Passage
>> start

Following the strong US jobs data and the dovish remarks by Fed Chair Jerome Powell on Friday, this week kicks off with investors locking their gaze on the two-day trade negotiations between the US and China, scheduled for Monday and Tuesday. On Wednesday, the BoC holds its first monetary policy meeting for the year, while the Fed publishes the minutes of its December gathering. We get the minutes from the ECB as well, which are due to be released on Thursday. On Friday, we get US inflation data.
On Monday, market participants are likely to be sitting on the edge of their seats in anticipation of the two-day trade negotiations between the US and China. Both nations have shown their willingness to reach consensus on the matter and thus, more headlines pointing to that direction may calm investors’ nerves somewhat. However, bearing in mind that that there are still major issues unresolved and that the talks will not involve top negotiators, like US Trade Representative Robert Lighthizer and China’s Vice Premier Liu He, we doubt that this round of negotiations could result in a final agreement.

>> end

Brief 1
Answer these questions from the market preview:
(a) On which day does the BoC hold its first monetary policy meeting of the year?
(b) When are the ECB minutes due to be released?
(c) Which two top negotiators does the preview say will not be involved in the US-China talks?
Brief 2
Carry on the market preview from its last sentence.
The data below comes from a separate source.

(Position annotation records)

>> start

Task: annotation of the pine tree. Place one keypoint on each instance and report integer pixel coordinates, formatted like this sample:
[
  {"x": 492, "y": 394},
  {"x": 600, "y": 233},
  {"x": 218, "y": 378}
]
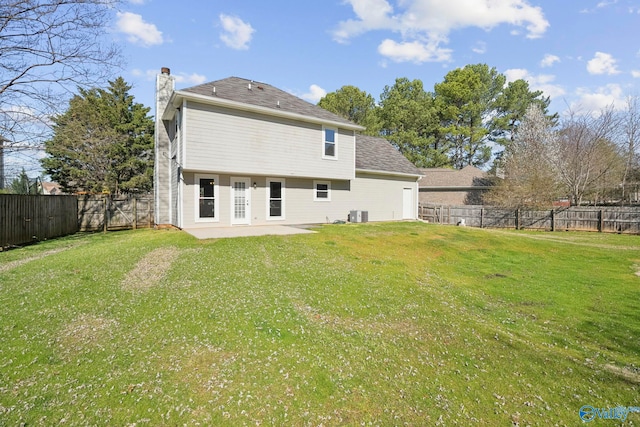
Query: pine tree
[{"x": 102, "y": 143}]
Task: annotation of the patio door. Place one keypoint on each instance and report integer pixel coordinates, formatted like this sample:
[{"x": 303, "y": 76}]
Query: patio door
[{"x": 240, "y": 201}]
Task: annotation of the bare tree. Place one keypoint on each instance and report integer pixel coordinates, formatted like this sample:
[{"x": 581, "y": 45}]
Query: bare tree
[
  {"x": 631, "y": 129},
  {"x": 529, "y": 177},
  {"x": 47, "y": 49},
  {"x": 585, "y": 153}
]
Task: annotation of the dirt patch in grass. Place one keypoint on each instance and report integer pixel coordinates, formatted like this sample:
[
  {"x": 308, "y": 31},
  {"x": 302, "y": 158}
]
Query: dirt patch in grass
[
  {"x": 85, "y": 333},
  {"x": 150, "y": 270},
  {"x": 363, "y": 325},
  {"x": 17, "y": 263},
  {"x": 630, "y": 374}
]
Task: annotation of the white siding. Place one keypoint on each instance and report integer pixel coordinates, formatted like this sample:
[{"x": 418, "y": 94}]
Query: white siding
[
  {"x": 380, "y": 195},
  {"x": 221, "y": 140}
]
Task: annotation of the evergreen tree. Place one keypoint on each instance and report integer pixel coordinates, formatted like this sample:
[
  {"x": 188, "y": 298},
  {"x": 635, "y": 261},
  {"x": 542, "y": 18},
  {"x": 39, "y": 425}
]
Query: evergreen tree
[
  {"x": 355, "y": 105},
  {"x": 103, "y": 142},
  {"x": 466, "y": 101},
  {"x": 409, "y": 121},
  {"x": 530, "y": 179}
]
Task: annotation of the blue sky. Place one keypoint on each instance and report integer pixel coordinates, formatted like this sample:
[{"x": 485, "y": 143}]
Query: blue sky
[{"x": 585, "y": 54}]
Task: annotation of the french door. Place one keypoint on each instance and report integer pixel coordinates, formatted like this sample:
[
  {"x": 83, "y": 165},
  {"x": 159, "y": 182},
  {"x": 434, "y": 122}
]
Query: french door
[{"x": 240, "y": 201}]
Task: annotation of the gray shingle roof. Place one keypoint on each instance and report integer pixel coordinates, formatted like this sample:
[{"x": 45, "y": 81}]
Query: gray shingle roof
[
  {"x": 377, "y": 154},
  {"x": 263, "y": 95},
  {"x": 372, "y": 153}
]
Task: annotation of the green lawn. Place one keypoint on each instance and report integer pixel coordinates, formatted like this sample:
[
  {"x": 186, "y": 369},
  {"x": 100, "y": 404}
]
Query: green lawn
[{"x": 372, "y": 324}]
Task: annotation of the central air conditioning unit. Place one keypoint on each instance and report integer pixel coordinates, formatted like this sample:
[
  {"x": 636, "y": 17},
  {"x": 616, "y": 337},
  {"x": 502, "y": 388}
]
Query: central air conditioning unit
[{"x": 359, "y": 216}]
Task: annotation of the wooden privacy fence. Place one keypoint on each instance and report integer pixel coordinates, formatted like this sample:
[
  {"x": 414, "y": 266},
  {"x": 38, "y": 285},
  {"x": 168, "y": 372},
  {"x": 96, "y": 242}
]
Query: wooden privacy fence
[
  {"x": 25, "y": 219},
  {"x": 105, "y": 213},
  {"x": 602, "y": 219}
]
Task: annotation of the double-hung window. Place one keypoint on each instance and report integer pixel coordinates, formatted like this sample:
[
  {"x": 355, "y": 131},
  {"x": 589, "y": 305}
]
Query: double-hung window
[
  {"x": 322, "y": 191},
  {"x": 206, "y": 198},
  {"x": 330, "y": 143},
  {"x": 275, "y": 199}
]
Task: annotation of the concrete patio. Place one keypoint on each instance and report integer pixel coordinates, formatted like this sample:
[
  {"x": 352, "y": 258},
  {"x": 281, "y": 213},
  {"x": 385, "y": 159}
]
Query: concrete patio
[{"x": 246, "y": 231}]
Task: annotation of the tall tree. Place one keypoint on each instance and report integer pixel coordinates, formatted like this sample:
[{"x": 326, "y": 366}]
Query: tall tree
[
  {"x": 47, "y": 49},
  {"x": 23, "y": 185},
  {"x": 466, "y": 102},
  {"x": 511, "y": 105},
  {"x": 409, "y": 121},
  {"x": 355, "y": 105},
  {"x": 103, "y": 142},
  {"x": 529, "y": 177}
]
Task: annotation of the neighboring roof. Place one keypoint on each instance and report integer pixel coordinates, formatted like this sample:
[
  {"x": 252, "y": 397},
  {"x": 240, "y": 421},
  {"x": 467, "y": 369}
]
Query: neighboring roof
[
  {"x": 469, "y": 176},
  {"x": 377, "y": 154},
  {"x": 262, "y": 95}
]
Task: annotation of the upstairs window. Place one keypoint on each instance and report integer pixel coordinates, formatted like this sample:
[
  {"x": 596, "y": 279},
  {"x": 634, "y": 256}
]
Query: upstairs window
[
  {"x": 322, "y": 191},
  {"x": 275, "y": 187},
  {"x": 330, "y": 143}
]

>> end

Written response 1
(a) Wednesday
(b) Thursday
(c) US Trade Representative Robert Lighthizer and China's Vice Premier Liu He

Written response 2
As for Monday’s economic data, during the European morning, we get German factory orders and retail sales, both for November. Expectations are for factory orders to have contracted 0.2% mom after rising 0.3% in October, while retail sales are anticipated to have rebounded 0.4% mom after a 0.3% slide the previous month. Eurozone’s retail sales for November are also coming out and they are forecast to have slowed to 0.2% mom from +0.3% mom.
In the US, investors are likely to pay attention to the ISM non-manufacturing PMI for December, which is expected to have declined to 59.6 from 60.7. Following the disappointment in the ISM manufacturing index for the month, which tumbled to its lowest since November 2016, a larger than expected slide in the non-manufacturing print may revive concerns with regards to the health of the US economy. Factory orders for November are scheduled to be released as well, with the forecast suggesting a 0.3% mom rebound after the -2.1% mom decline in October.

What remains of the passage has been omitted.